### Article

The boy captured in an iconic image of Belfast’s civil unrest and how Dexy’s Midnight Runners made him famous

Used with kind permission by author Stephen Looney, a freelance journalist from Belfast, Northern Ireland.

Anthony (Tony) O’Shaughnessy sadly passed away in October 2021. He was 63. Dexys Midnight Runners said they were saddened to hear of his death.

“(We) remember well the first time we met him, when he came marching up to us after our first Belfast show since the album release and told us who we was and how surprised he had been to see himself on the cover of the record!” the band said.

“We were all delighted to meet him and hear his story. We met with him a few times subsequently over the years and it was always a pleasure. A lovely man. Very best wishes to Tony’s family and friends.”

By Stephen Looney

IT’S one of the most iconic pictures from the early years of civil unrest in Northern Ireland – and it was taken almost 50 years ago hours after the British Government introduced Internment – a measure of arresting suspected terrorists without trial. It was a measure that literally backfired and helped organisations like the IRA recruit more members.

The image shows a young Catholic family fleeing their home as sectarian violence swept Belfast. The image is so dramatic it featured on the cover of Dexy’s Midnight Runners’ album ‘The Search For The Young Soul Rebels’.

Now, 40 years on from the album’s release, I tracked that 13-year-old boy whose haunting image made such an impact.

In an interview last year, Anthony (Tony) O’Shaughnessy said he had never seen the photo before Dexy’s Midnight Runners came to play a gig in Belfast’s Ulster Hall in 1980, and he recognised his mother in the shot to confirm it was indeed him and his family.

“Two or three weeks before Dexy’s played Belfast in 1980, a friend told me ‘there’s a photo of you on their album cover’, and I said ‘Aye, pull the other one’,” recalls Tony, a retired postal worker who later lived in Andersonstown in west Belfast.

The Search For The Young Soul Rebels featuring Tony O’Shaunessy in the centre of the image

“True enough, I looked at it, saw my mum in the background and we knew then it was me. My late mother Kathleen is in the background wearing glasses.

“On the left-hand side is a young boy in a dark coat which is my brother Kevin and on the right-hand side is my other younger brother Gerard carrying a plastic bag.

“We were starved of music because bands didn’t really come over to Belfast back then, so we decided to go to their concert in the Ulster Hall.

“We were waiting outside the Ulster Hall in the queue for the concert, and there were guys selling merchandise with my face on it!

Famously, the gig at the Ulster Hall is recalled in the history of the building because fans broke the solid oak floor which had been bought by the American Embassy during World War II.

“We went in to watch the gig, Keith Allen was the MC, and it was very good. There was a lot of tension in the city back then and the music was a great release for it.

Tony O’Shaughnessy

“I got speaking to one of the organisers to tell them it was me on the album cover, she told me to go around to the Europa Hotel where the band was staying.

“Guitarist Pete Williams introduced me to their manager, Bernie Rhodes, who also managed The Specials, and he introduced me to Kevin Rowland.

### Provided data
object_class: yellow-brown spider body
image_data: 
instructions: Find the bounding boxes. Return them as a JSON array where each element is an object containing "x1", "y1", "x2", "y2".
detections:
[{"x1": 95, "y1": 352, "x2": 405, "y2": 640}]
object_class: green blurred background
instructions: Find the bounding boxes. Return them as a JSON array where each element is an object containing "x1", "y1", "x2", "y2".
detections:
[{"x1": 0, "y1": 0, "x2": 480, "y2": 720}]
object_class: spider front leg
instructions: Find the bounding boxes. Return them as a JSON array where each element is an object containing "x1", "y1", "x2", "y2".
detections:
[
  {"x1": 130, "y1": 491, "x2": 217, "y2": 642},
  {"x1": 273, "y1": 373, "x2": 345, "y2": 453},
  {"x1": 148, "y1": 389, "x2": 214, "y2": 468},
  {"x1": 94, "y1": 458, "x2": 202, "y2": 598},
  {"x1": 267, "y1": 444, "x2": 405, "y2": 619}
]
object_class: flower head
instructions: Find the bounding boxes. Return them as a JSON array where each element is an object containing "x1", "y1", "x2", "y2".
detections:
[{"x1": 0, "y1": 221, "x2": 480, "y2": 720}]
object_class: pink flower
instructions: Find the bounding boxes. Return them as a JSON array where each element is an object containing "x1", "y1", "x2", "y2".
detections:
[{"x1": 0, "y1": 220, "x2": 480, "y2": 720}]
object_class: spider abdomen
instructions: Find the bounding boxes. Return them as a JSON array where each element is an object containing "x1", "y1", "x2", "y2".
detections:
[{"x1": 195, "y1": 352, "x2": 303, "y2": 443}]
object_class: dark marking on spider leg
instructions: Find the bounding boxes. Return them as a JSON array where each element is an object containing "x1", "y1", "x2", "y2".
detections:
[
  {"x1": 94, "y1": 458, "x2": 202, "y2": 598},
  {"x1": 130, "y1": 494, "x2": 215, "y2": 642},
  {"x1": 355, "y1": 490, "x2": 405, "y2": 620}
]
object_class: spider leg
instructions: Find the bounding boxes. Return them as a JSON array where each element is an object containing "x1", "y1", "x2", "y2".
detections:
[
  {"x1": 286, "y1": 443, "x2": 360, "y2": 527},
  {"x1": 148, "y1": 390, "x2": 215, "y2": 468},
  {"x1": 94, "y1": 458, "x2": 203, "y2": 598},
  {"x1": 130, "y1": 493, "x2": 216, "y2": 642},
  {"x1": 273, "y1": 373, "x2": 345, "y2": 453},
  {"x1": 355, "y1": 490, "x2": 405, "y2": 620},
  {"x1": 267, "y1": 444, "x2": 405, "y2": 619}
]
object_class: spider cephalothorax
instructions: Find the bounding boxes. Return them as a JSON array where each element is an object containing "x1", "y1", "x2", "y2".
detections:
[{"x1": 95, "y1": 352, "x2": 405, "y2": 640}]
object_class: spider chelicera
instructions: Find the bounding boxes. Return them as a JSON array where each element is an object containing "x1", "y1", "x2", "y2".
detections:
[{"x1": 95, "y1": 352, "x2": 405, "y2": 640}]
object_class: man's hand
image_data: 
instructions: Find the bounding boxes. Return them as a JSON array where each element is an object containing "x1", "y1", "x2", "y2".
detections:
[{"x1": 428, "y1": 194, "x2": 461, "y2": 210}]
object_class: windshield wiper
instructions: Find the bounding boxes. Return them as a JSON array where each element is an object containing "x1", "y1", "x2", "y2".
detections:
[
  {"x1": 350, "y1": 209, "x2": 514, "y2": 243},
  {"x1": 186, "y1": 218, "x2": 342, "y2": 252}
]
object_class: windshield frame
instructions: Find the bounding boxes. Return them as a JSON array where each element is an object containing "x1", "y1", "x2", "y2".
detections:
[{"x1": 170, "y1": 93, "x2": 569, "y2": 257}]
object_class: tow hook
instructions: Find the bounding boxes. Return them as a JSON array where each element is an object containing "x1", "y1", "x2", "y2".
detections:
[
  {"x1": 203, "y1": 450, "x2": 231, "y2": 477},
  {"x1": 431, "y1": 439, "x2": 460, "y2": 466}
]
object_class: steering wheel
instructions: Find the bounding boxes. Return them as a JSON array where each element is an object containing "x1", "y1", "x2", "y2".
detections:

### Task instructions
1 – Answer these questions about the article on the Belfast album-cover photo:
(a) How old was Tony O'Shaughnessy when he died?
(b) Whom did guitarist Pete Williams introduce Tony to?
(c) Who is carrying a plastic bag in the photo?
2 – Output the rows as a numbered list, from the line containing "object_class: man's hand" through the last line of the rows, inclusive, omitting blank lines.
The article and the rows are unrelated.

### Task-by-task answers
1 –
(a) 63
(b) The band's manager, Bernie Rhodes
(c) Tony's younger brother Gerard

2 –
1. object_class: man's hand
2. image_data: 
3. instructions: Find the bounding boxes. Return them as a JSON array where each element is an object containing "x1", "y1", "x2", "y2".
4. detections:
5. [{"x1": 428, "y1": 194, "x2": 461, "y2": 210}]
6. object_class: windshield wiper
7. instructions: Find the bounding boxes. Return them as a JSON array where each element is an object containing "x1", "y1", "x2", "y2".
8. detections:
9. [
10.   {"x1": 350, "y1": 209, "x2": 514, "y2": 243},
11.   {"x1": 186, "y1": 218, "x2": 342, "y2": 252}
12. ]
13. object_class: windshield frame
14. instructions: Find the bounding boxes. Return them as a JSON array where each element is an object containing "x1", "y1", "x2", "y2".
15. detections:
16. [{"x1": 170, "y1": 93, "x2": 569, "y2": 257}]
17. object_class: tow hook
18. instructions: Find the bounding boxes. Return them as a JSON array where each element is an object containing "x1", "y1", "x2", "y2".
19. detections:
20. [
21.   {"x1": 203, "y1": 450, "x2": 231, "y2": 477},
22.   {"x1": 431, "y1": 439, "x2": 460, "y2": 466}
23. ]
24. object_class: steering wheel
25. instructions: Find the bounding boxes. Return them as a JSON array where each element is an object containing "x1", "y1", "x2", "y2".
26. detections:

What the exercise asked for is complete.